Excerpt provided:
§
The Deputy Minister of Youth, Sport, Art and Recreation, Tinoda Machakaire has made a u-turn urging Zimbabweans not to fight artistes.
Machakaire who is ZANU PF’s secretary for youth affairs, initially criticised Zimdancehall chanter, Wallace Chirumiko, better known as Winky D, following the release of Eureka Eureka which some individuals and groups described as political.
In a video that went viral on social media recently, Machakaire said Winky D’s music was causing “unnecessary chaos.”
Machakaire later posted on his social media accounts calling for a tone down of criticism against Winky D also known as the Gaffa. Wrote Machakaire:
I have seen with growing concern the video circulating on social media.
It is quite unfortunate that the video wasn’t shared in its entirety.
However, all I am saying is let us not fight artists (Winky D).
Let us respect their art and respect their opinions so long it’s within their constitutional rights.
President ED Mnangagwa is saying no to violence, yes to peace. Nyika inovakwa nevene vayo and tisu vene vayo.
I know most young people are unemployed and this is a bone of contention with most of our youth.
In Harare alone, for example, roads in most of our residential locations have deteriorated, City of Harare is failing to provide clean and safe water, traffic lights are not working, stadiums are down, failure to develop working spaces e.g. Coca Cola.
We have identified the problems and we need solutions to these problems, which is why I am saying, come let us talk.
I know we have a lot of brilliant minds in our nation and if we put our heads together, we can come up with creative and innovative solutions to our problems.
§
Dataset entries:

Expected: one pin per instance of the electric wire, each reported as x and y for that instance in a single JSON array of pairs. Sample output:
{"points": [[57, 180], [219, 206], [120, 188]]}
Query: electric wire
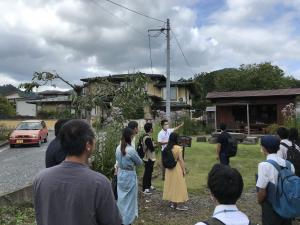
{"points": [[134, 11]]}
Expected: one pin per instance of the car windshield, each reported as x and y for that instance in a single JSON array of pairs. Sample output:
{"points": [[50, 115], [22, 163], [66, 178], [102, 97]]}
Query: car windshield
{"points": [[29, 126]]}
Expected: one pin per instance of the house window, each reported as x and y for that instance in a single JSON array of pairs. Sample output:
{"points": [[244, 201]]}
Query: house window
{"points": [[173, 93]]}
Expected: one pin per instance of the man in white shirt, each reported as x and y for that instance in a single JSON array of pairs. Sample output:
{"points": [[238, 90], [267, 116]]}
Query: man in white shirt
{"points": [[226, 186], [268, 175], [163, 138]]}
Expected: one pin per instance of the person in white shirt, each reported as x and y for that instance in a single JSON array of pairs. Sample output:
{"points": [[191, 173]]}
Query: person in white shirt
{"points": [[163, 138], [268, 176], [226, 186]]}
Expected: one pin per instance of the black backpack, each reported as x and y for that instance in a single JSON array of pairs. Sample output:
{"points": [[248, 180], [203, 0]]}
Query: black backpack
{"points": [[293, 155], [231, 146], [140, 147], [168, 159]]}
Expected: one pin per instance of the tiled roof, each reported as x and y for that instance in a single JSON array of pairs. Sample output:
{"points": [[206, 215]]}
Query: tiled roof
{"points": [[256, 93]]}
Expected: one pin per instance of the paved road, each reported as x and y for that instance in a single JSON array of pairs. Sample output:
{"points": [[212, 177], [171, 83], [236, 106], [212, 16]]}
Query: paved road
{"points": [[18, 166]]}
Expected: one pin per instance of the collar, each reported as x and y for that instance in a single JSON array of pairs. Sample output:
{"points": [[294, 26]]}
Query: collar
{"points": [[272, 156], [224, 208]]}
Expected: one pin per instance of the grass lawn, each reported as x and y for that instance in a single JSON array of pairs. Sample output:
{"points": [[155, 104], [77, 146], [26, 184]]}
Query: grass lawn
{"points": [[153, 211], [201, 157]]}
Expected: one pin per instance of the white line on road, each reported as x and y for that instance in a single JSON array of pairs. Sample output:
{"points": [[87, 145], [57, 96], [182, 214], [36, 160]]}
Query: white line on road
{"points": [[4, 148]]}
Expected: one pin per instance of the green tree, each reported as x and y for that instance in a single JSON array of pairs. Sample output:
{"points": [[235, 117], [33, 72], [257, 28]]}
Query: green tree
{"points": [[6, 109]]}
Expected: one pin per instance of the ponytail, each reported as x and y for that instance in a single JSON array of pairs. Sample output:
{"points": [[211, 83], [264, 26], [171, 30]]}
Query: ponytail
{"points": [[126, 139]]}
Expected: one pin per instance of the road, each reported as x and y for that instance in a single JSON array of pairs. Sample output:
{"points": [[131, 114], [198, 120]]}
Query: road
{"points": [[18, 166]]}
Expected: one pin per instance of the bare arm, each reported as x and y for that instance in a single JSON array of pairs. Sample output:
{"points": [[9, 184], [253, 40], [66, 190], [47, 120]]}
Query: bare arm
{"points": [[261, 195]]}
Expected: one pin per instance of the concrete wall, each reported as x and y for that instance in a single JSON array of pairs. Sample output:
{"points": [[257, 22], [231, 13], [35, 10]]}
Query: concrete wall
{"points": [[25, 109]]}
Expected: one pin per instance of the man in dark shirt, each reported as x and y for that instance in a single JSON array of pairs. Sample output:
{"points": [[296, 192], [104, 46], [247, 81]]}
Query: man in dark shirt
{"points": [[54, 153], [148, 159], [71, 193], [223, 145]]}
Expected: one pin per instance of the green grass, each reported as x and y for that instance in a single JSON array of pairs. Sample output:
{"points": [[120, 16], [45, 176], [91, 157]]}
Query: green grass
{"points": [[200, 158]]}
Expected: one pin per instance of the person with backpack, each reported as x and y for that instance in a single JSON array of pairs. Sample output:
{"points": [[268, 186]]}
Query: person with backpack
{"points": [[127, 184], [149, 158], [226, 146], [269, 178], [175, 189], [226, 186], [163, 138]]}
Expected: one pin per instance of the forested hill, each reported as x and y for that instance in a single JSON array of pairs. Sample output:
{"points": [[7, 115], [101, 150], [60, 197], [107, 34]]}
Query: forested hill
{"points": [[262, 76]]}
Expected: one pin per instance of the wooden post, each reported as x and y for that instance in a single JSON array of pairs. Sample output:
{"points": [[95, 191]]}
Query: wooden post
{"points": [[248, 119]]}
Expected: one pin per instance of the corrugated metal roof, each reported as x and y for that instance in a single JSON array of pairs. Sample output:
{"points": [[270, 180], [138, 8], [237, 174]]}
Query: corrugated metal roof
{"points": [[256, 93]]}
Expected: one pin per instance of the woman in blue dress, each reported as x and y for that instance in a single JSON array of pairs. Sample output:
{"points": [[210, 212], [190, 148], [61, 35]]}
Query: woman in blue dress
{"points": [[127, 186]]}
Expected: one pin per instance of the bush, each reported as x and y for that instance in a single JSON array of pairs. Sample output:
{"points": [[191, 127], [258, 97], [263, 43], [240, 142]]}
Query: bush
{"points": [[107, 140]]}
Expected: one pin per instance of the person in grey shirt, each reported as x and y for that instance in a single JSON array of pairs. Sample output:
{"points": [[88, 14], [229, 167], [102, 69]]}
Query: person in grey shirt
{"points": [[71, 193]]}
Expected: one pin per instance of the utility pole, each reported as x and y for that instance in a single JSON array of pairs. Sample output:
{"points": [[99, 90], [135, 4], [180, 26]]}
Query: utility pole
§
Things to do:
1 – In the news article about Machakaire and Winky D, what was the name of the release that some individuals and groups described as political?
2 – Write a continuation of the news article about Machakaire and Winky D, starting after its final sentence.

Answer section:
1 – Eureka Eureka

2 –
The moment we start fighting each other, it distracts from our purpose and instead of moving forward, we are stuck fighting each other where we could expend that energy and creativity into solving our grievances. That is all I am saying.
Winky D launched Eureka Eureka on 31 December 2022 at the Harare International Conference Centre (HICC).
Some of the songs on the album portray Zimbabwe as a crime scene where corruption is rampant.
He also addresses issues of leadership failure which he said had resulted in the deterioration of living standards.
On Dzimba Dzemabwe, featuring soulful Shingai Shoniwa, the artistes cry out for what Zimbabwe, the motherland, has become. Shingai, best known as the vocalist and bassist for the English indie rock band Noisettes, sings:
is this the land we cried for, we died for, musadaro (please don’t do that).
Following the launch, the Economic Empowerment Group (EEG) led by Mike Chimombe called on the government to ban Winky D from performing in Zimbabwe accusing him of promoting hate speech through his songs.